She noted that the content of the pleadings was sufficient to establish “some basis in fact” to include the family class as an identifiable class.

The court also rejected the Crown’s argument that the representative plaintiffs’ affidavit evidence about their spouses and/or children was hearsay because it was not being relied upon to prove the truth of its contents and as the Crown had the opportunity to cross-examine the declarants.

“In my view, the statements of Mr. Gray and Mr. Greenwood, as husbands and fathers, is evidence about their personal observations of their immediate family members … [T]hey are recounting their own firsthand experiences and observations of the circumstances of their family. I do not regard such evidence as hearsay evidence,” the judge wrote.

She further noted that even if the affidavits could be characterized as hearsay, she was satisfied that the statements were reliable and that there was no suggestion that there was an attempt to shield family members from providing evidence.

Canada also argued that uncertainty over “equivalent or comparable legislation in other provinces and territories” made the family class unworkable.

The plaintiffs sought certification of the family class as individuals who are entitled to assert a claim pursuant to the Family Law Act, and equivalent or comparable legislation in other provinces and territories.

Canada argued that the eligibility of family class membership would vary significantly across the provinces and territories based on the individual’s relation to the primary class member, and the nature of harm suffered by the primary class member.

The Crown noted that only Ontario and Alberta recognize a cause of action for injury to a family member, while family class members from other jurisdictions would be restricted to claims relating to the death of a family member under fatal accidents legislation.

→ **Aim**:
Answer these questions from the excerpt on the family class ruling:
(a) Whose statements did the judge decline to treat as hearsay?
(b) Under which act did the plaintiffs seek certification of the family class?
(c) Which two provinces, according to the Crown, recognize a cause of action for injury to a family member?

(Pointing records)

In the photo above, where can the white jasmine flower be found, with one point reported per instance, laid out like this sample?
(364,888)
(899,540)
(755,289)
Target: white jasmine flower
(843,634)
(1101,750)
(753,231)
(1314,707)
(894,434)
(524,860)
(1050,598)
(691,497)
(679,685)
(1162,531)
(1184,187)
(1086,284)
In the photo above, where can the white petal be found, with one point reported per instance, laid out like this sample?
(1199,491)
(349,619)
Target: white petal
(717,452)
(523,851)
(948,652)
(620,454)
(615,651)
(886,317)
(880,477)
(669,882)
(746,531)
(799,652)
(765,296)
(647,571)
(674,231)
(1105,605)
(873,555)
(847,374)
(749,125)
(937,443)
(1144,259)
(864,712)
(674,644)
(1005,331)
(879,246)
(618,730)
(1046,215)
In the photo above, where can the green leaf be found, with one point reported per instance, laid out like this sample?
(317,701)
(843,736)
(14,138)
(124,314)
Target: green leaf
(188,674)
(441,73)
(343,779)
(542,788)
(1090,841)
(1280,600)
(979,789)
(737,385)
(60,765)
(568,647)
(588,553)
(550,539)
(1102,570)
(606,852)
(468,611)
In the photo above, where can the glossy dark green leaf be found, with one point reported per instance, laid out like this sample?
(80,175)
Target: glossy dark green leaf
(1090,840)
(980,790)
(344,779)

→ **Final result**:
(a) Mr. Gray and Mr. Greenwood
(b) The Family Law Act, along with equivalent or comparable legislation in other provinces and territories
(c) Ontario and Alberta